Problem details. Please continue the passage on the reach of 18 U.S.C. 7(3), starting right after its last sentence.

Source text.
☆ ☆ ☆

Finally, the court of appeals concluded (Pet. App. 21-39) that the two locations where petitioner allegedly abused his stepdaughter-Yokota Air Force Base and the United States Embassy apartment building in Manila-came within the scope of Section 7(3) because both were "lands reserved or acquired for the use of the United States, and under the exclusive or concurrent jurisdiction thereof." 18 U.S.C. 7(3).

Judge McKeown dissented. Pet. App. 40-77. Consistent with the Second Circuit's opinion in Gatlin, she would have applied the presumption against extraterritoriality to construction of Section 7(3). Pet. App. 43-53. Finding the statute "a poster-child for ambiguity" with respect to its extraterritorial reach (id. at 60), Judge McKeown considered the legislative history of the provision, which, she believed, showed that Congress intended only to reach conduct on federal reservations within the United States. Id. at 60-70.

Judge McKeown also drew support (Pet. App. 75-76) from Congress's recent passage of the Military Extraterritorial Jurisdiction Act of 2000, Pub. L. No. 106-523, 114 Stat. 2488. Among other things, that legislation subjects to prosecution in federal district court any person who, "while employed by or accompanying the Armed Forces outside the United States," engages in conduct that, if committed within the special maritime and territorial jurisdiction of the United States, would constitute an offense punishable by imprisonment for more than one year. 18 U.S.C. 3261(a). The new legislation, Judge McKeown concluded, was enacted to close a "gap" regarding jurisdiction over civilians accompanying the military abroad, which had been created by Reid v. Covert, 354 U.S. 1 (1957) (plurality opinion). In Covert, the Court held that military courts lacked authority, in capital cases, to try civilian dependents who accompanied members of the military abroad. Ibid. Congress's determination that it was necessary to enact a new provision specifically establishing district courts' jurisdiction over civilians accompanying the military outside the United States indicated to Judge McKeown that Section 7(3) should not be read as establishing such jurisdiction. Pet. App. 75-76.

ARGUMENT

As petitioner observes (Pet. 7-9), the Ninth Circuit and the Fourth Circuit are in disagreement with the Second Circuit on a question of statutory interpretation relating to extraterritorial application of 18 U.S.C. 7(3).1 The Military Extraterritorial Jurisdiction Act of 2000, Pub. L. No. 106-523, 114 Stat. 2488, renders that limited disagreement among the circuits of little continuing significance. Further review by this Court therefore is not warranted.

☆ ☆ ☆

Data excerpt.
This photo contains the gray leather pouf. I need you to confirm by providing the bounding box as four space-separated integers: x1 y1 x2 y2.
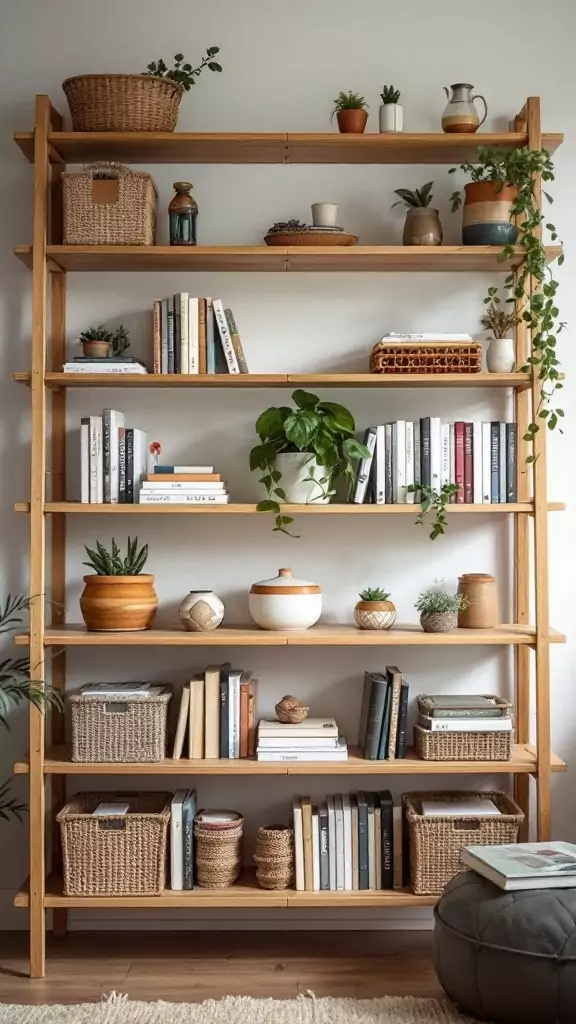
434 871 576 1024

☆ ☆ ☆

Expected output.
1. On November 22, 2000, two days after the court of appeals' decision in this case, the President signed the Military Extraterritorial Jurisdiction Act into law. That law, which responded in part to United States v. Gatlin, 216 F.3d 207 (2d Cir. 2000),2 subjects to prosecution in federal district court any person who, while "employed by or accompanying the Armed Forces outside the United States," or while a member of the armed forces, engages in conduct that would be a felony if committed within the special maritime and territorial jurisdiction of the United States. 18 U.S.C. 3261(a). The new law eliminates any prospective ambiguity about federal criminal jurisdiction over persons who, like petitioner, are charged with committing felonies in foreign nations while associated with the United States military.

Whereas Section 7(3) asserts federal criminal jurisdiction based on the locus of the crime, the Military Extraterritorial Jurisdiction Act subjects individuals to extraterritorial criminal jurisdiction on the basis of their status as persons employed by or accompanying the armed forces abroad, or as members of the armed forces subject to the Uniform Code of Military Justice (10 U.S.C. 801 et seq.). See 18 U.S.C. 3261(a). In the experience of the Department of Justice, persons covered by the new statute-such as military personnel, civilian employees of the military, civilian contract employees, and military dependents accompanying service-members overseas-account for the overwhelming majority of criminal cases in which Section 7(3) might otherwise have been invoked to support extraterritorial jurisdiction. See also Overseas Jurisdiction Advisory Committee, Report to the Secretary of Defense, the Attorney General, and the Congress of the United States 29 (1997) (characterizing the ability to assert criminal jurisdiction over U.S. diplomatic personnel as "only a minor problem"). As a result of the Military Extraterritorial Jurisdiction Act, therefore, the government will have little need to rely on Section 7(3) in future prosecutions of crimes that take place abroad.

2. Even before enactment of the Military Extraterritorial Jurisdiction Act, moreover, the issue presented by this petition rarely arose. Other than this case, only two appellate decisions-Gatlin and United States v. Erdos, 474 F.2d 157 (4th Cir.), cert. denied, 414 U.S. 876 (1973)-have directly addressed the question of whether United States enclaves overseas fall within the ambit of Section 7(3). The infrequency with which the question presented by the petition arose even before the 2000 enactment of the Military Extraterritorial Jurisdiction Act further reinforces that the question does not merit this Court's review.

3. Finally, we note that the court of appeals reversed petitioner's conviction on evidentiary grounds, App., infra, 2a, and the government has not sought further review of that decision. If petitioner is retried, the retrial could lead to an acquittal, thus rendering the court of appeals' construction of 18 U.S.C. 7(3) of no further consequence to petitioner.

CONCLUSION

The petition for a writ of certiorari should be denied.

Respectfully submitted.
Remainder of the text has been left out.